---------- RECORDS FOR THIS TASK ----------
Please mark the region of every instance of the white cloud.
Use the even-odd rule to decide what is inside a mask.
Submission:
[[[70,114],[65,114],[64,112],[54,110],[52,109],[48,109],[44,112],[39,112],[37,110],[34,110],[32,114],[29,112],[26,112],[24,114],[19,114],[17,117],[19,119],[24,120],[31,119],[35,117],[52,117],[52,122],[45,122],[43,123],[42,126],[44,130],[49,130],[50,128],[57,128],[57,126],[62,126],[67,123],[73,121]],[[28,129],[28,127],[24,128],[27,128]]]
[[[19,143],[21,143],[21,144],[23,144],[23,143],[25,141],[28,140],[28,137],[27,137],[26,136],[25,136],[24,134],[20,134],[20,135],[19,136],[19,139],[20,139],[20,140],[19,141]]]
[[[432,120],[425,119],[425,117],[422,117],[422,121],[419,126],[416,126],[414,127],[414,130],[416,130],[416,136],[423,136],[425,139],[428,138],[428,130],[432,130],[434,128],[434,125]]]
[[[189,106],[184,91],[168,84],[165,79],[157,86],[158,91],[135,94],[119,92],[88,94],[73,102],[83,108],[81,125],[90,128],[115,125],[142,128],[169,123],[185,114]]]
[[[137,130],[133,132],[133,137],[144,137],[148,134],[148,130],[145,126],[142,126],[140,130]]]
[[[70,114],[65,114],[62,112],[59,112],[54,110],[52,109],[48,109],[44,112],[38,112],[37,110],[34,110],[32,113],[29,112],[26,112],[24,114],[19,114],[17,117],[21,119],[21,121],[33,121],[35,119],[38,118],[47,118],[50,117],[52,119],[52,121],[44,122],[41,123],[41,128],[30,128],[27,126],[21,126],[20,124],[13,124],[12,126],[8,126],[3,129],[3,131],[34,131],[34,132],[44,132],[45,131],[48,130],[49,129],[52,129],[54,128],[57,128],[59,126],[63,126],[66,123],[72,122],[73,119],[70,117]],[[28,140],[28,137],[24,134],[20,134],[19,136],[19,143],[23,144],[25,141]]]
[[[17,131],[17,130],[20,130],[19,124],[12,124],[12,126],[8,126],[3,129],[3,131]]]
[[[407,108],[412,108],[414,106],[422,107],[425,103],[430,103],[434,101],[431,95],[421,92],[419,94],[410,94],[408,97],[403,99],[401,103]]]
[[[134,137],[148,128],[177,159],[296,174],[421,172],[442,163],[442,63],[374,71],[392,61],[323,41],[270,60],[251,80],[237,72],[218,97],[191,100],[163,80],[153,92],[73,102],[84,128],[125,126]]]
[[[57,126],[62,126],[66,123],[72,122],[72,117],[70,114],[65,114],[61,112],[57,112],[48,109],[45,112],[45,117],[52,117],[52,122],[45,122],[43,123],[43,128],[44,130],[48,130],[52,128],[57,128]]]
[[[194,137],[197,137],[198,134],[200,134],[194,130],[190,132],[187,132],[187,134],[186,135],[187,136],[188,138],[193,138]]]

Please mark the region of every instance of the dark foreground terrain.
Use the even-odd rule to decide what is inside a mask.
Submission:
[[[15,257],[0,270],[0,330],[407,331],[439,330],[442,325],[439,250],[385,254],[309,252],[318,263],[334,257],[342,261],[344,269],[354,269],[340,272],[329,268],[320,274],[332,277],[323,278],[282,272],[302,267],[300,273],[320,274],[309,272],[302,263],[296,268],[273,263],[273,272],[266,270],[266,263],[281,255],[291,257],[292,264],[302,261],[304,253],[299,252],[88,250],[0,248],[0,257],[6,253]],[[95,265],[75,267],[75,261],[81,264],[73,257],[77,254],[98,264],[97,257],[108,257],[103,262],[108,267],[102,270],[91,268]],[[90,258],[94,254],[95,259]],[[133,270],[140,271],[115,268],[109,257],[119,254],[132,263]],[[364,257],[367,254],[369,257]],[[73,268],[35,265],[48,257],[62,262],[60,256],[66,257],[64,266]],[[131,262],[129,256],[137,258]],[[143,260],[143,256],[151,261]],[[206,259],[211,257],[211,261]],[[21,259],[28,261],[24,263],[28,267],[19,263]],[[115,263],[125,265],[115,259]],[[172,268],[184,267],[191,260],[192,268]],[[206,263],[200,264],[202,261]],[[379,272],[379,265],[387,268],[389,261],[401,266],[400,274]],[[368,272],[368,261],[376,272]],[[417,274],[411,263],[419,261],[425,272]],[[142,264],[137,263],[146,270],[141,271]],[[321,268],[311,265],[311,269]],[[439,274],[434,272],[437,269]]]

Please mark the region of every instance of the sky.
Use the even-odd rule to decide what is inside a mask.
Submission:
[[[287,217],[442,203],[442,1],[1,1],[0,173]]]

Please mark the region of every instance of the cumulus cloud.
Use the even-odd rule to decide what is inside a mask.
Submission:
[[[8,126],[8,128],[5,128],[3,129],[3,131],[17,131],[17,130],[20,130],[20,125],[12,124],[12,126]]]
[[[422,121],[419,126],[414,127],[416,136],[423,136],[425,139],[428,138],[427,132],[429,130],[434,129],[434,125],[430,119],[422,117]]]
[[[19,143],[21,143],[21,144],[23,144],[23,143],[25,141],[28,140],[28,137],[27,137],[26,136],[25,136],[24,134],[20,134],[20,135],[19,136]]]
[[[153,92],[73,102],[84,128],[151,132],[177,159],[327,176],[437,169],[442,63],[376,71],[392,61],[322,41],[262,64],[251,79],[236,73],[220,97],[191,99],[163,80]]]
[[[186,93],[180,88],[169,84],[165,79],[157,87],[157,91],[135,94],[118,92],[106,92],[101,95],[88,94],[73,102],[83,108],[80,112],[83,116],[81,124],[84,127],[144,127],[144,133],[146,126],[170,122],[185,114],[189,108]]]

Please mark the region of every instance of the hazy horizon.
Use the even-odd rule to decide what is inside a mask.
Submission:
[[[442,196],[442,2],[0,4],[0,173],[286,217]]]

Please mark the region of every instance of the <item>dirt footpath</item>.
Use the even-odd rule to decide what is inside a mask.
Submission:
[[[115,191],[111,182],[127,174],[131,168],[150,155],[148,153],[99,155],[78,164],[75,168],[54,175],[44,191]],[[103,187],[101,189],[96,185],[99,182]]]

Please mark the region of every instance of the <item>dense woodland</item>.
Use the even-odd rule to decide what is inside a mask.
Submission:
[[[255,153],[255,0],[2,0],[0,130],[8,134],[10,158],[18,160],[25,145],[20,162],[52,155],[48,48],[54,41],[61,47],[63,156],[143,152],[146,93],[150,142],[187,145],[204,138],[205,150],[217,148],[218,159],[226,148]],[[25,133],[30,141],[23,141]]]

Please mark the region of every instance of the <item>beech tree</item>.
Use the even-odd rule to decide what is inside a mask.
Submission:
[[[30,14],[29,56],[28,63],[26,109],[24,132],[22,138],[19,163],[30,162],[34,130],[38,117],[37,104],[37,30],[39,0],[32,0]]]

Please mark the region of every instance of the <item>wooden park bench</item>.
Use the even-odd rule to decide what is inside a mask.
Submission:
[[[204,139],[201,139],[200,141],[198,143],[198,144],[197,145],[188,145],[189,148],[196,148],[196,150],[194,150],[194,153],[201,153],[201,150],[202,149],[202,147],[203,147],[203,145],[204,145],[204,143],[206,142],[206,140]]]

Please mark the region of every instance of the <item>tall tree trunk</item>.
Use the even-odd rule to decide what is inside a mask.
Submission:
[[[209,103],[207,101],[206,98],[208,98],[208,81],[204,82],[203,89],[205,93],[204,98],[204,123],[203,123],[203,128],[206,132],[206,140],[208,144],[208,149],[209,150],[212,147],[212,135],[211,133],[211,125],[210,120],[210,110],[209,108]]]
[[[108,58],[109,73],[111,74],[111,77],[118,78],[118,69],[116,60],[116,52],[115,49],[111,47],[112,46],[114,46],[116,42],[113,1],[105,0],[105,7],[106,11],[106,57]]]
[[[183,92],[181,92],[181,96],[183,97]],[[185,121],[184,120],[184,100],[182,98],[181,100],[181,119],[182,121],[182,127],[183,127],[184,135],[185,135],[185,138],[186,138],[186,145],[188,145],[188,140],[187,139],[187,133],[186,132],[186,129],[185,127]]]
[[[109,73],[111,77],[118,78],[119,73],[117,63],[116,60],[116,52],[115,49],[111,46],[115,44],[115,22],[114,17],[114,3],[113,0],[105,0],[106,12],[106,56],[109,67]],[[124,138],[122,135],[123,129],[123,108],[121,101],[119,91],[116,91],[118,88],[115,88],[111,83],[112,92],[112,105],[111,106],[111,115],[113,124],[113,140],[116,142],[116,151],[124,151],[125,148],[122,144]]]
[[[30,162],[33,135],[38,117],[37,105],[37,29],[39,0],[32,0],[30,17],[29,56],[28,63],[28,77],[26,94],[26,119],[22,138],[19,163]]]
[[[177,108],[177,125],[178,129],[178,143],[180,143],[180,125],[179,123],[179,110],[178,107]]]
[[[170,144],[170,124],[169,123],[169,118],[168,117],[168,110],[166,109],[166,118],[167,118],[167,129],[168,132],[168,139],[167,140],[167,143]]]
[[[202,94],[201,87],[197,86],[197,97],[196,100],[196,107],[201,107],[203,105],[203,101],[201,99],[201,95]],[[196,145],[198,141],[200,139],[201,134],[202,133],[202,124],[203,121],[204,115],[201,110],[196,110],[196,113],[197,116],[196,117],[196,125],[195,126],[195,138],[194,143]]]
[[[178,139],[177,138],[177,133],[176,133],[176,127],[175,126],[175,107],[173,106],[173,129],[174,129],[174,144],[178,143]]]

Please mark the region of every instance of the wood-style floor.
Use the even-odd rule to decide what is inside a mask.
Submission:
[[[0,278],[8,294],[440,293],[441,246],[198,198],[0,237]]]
----------
# WHAT YOU HAVE TO DO:
Rewrite the part of the entries that opens with the line containing "Please mark the region of every instance of the hazy" and closes with the line containing "[[[442,196],[442,2],[0,4],[0,173],[286,217]]]", both lines included, with the request lines left unchanged and every polygon coordinate in the answers multiplied by 0.8 and rounded to a whole number, halves rounded up. Give only those lines.

# OUTPUT BELOW:
Please mark the region of every instance of the hazy horizon.
Use the even-odd rule to decide what is inside a mask.
Submission:
[[[354,157],[354,2],[0,3],[0,138],[229,174]]]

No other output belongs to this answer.